Written problem A – According to the source extract, what did Fazenda Conquista provide as evidence that its clearing had taken place legally?

+++ Source extract +++

This chart is a template to build on, an invitation for collaboration. It uses situated, testimonial evidence as its basis to challenge the privileging of data by the Environment Agency: local people are convinced that the Wye is deteriorating, even if Natural Resources Wales denies this (McEwan 2022). This chart could be overlaid with data gathered from the significant citizen science efforts in the catchment, and reports from other sources – from news articles to online fishing forums, to a physical installation as evidence gathering.
Soy Sensing
Cargill had been accused of breaking an industry moratorium, after purchasing soy from a farm that had deforested the area the soy was grown on, within the timeframe that the moratorium stipulates (Wasley 2022). Fazenda Conquista, the farm, disputed this and provided a screenshot from Google Earth as evidence that clearing had taken place legally, on ‘consolidated’ land (Repórter Brasil 2022). The official body that investigated and found the farm to be at fault supplied only a partial and grainy image. This was an exercise to confirm the allegations and
understand where and when the deforestation took place in relation to the images of soy plantation (Wasley 2022).
Scrolling through the historic satellite imagery in Google Earth reveals that, aside from the years 1985 and 2021, the tiles of satellite imagery fall outside of the boundaries of the farm. This creates a problem for Fazenda Conquista’s assertion that images are more reliable than words (Repórter Brasil 2022).

+++ Material for this exercise +++

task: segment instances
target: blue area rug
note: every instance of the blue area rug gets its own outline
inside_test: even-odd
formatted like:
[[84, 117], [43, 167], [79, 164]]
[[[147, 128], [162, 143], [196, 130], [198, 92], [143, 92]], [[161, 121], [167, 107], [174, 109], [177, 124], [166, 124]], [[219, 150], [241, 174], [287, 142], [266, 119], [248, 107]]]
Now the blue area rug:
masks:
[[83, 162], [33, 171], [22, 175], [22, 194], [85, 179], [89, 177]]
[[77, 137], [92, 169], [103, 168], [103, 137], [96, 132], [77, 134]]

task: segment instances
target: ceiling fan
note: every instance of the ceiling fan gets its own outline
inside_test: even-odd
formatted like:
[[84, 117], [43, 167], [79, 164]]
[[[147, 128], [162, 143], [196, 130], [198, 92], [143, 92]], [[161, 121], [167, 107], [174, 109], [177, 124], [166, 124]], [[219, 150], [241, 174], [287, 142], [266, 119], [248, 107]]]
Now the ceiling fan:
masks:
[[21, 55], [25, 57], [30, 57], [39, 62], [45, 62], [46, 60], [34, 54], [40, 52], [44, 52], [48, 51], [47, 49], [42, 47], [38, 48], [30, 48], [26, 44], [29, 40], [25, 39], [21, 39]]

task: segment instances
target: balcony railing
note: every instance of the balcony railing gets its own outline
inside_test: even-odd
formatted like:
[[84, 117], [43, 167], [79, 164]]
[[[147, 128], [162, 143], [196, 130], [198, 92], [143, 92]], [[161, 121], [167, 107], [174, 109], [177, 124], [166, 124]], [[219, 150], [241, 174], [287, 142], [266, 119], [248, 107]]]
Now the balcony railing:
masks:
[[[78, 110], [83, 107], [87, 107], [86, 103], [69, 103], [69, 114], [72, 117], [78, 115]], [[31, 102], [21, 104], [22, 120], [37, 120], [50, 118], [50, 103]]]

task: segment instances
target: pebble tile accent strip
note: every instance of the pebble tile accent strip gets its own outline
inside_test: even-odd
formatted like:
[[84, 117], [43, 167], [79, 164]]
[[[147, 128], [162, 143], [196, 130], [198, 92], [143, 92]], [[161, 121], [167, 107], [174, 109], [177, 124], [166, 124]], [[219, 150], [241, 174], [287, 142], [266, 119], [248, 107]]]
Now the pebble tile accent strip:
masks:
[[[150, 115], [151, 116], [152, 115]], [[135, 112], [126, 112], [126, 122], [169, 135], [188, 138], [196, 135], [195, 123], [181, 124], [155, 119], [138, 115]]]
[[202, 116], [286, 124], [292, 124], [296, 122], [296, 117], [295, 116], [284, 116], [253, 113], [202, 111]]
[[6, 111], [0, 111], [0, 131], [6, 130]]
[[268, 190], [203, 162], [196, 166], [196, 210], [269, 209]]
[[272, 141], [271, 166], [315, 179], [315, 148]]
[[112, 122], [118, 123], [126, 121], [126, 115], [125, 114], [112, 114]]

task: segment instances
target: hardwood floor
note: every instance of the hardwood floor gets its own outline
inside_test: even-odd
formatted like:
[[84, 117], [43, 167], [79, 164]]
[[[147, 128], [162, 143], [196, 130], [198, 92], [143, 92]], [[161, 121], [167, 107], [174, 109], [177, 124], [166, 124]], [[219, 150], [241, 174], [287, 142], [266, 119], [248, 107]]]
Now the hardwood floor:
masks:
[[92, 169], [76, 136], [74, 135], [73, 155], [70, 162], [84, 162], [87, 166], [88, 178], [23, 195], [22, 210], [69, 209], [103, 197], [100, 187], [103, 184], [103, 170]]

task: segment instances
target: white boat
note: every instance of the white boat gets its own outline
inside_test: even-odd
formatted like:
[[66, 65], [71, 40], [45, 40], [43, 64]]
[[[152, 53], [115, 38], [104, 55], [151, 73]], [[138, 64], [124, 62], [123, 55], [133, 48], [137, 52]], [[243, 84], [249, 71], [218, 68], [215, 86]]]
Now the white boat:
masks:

+++

Written problem B – Please identify every line in the rows above that contains the word "balcony" and copy each of those lines.

Exercise answer A – A screenshot from Google Earth.

Exercise answer B –
target: balcony railing
note: every instance of the balcony railing gets its own outline
Now the balcony railing:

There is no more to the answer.